***** Input
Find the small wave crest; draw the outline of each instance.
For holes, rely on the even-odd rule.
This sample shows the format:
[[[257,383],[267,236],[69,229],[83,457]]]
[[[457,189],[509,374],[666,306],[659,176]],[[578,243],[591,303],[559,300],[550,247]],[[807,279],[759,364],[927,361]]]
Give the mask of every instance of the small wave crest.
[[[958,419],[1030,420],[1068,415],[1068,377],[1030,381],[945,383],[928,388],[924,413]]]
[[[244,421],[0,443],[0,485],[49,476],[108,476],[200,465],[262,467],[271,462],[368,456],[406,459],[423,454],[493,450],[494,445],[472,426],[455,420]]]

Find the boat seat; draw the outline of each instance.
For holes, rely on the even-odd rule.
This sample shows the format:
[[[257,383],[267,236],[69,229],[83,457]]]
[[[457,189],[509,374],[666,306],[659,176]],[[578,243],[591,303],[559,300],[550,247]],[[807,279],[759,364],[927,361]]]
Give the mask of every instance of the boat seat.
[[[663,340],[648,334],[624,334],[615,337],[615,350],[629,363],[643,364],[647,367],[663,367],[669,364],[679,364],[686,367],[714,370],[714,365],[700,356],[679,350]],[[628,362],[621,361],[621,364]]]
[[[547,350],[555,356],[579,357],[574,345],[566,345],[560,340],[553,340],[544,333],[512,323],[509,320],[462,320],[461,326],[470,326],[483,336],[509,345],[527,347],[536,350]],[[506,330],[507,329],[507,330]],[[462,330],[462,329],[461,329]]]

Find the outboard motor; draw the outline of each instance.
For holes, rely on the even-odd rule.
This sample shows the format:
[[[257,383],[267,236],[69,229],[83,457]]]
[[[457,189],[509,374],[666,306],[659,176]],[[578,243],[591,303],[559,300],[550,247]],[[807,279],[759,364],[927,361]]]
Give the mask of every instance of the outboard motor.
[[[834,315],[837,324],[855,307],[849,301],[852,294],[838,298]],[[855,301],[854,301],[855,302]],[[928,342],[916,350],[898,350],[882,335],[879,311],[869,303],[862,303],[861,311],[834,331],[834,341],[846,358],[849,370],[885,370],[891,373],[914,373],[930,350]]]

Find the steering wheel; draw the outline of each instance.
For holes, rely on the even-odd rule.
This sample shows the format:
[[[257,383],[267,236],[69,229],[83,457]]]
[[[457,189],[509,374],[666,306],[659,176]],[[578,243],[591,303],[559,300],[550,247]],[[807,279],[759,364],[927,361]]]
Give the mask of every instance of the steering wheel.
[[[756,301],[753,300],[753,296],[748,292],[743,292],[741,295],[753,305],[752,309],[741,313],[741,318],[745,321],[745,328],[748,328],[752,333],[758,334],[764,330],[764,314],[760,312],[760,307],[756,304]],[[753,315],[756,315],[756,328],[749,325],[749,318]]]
**********
**Problem:**
Print every line of the data above verbatim, with nothing changed.

**Solution for this task:**
Find the small wave crest; draw the outline of each instance.
For holes, rely on the even-odd rule.
This sample shows the format:
[[[257,383],[267,236],[69,229],[83,457]]]
[[[457,189],[509,374],[666,306],[659,176]],[[578,243],[591,303],[559,300],[550,247]],[[807,279],[759,364],[927,361]]]
Give the mask of every instance of the small wave crest.
[[[958,419],[1030,420],[1068,415],[1068,377],[1030,381],[945,383],[928,388],[924,413]]]
[[[244,421],[0,443],[0,485],[49,476],[108,476],[200,465],[262,467],[271,462],[368,456],[406,459],[423,454],[493,450],[494,445],[472,426],[455,420]]]

Find the boat seat; draw the outline of each instance.
For holes, rely on the even-odd rule.
This sample shows the format:
[[[257,383],[267,236],[69,229],[83,457]]]
[[[457,189],[509,374],[666,306],[659,176]],[[578,243],[591,303],[559,300],[550,247]],[[807,279],[759,364],[927,361]]]
Give the mask of every instance of the boat seat.
[[[663,340],[648,334],[624,334],[615,337],[615,350],[629,363],[643,364],[647,367],[663,367],[669,364],[679,364],[686,367],[714,370],[714,365],[700,356],[679,350]],[[628,362],[621,361],[621,364]]]
[[[547,350],[555,356],[579,357],[574,345],[566,345],[560,340],[553,340],[544,333],[512,323],[509,320],[462,320],[461,326],[470,326],[483,336],[509,345],[527,347],[536,350]],[[506,330],[507,329],[507,330]],[[462,330],[462,329],[461,329]]]

Find the outboard motor; draw the outline of each instance.
For holes, rely on the even-odd rule.
This sample shows the format:
[[[257,383],[267,236],[69,229],[83,457]]]
[[[457,189],[509,374],[666,306],[659,176]],[[578,243],[591,303],[559,300],[550,247]],[[807,279],[759,364],[927,361]]]
Give the mask of every instance of the outboard motor.
[[[834,315],[837,324],[855,307],[849,301],[852,294],[838,298]],[[855,301],[854,301],[855,302]],[[928,342],[916,350],[898,350],[882,335],[879,311],[869,303],[862,303],[861,311],[834,331],[834,341],[846,358],[849,370],[885,370],[891,373],[914,373],[930,350]]]

Find the steering wheel; draw the outline of each instance.
For holes, rely on the even-odd rule.
This sample shows the format:
[[[257,383],[267,236],[69,229],[83,457]]]
[[[457,189],[509,374],[666,306],[659,176]],[[578,243],[591,303],[559,300],[550,247]],[[807,279],[759,364],[927,361]]]
Give the mask of every instance of the steering wheel.
[[[756,301],[753,300],[753,296],[748,292],[743,292],[741,295],[753,305],[752,309],[741,313],[741,318],[745,321],[745,328],[748,328],[752,333],[758,334],[764,330],[764,314],[760,312],[760,307],[756,304]],[[753,315],[756,315],[756,328],[749,325],[749,318]]]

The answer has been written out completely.